**WORK TO DO**
Reproduce the lines of the listing below verbatim, from its first line through the line containing "x=964, y=268", inclusive.

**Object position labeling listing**
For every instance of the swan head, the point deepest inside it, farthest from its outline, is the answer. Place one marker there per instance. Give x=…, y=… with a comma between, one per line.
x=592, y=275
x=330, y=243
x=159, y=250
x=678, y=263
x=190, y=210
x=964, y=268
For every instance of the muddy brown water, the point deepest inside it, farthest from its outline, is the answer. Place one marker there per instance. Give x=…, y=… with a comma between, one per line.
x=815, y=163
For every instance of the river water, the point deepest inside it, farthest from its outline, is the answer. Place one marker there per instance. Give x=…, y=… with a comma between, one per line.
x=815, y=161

**WRITTEN ANSWER**
For every instance of the swan head, the point deepest inside it, farthest from its outline, is the answer. Place one marker there per instance. Give x=…, y=… with a comma between, one per line.
x=592, y=275
x=330, y=243
x=159, y=250
x=678, y=263
x=190, y=210
x=964, y=268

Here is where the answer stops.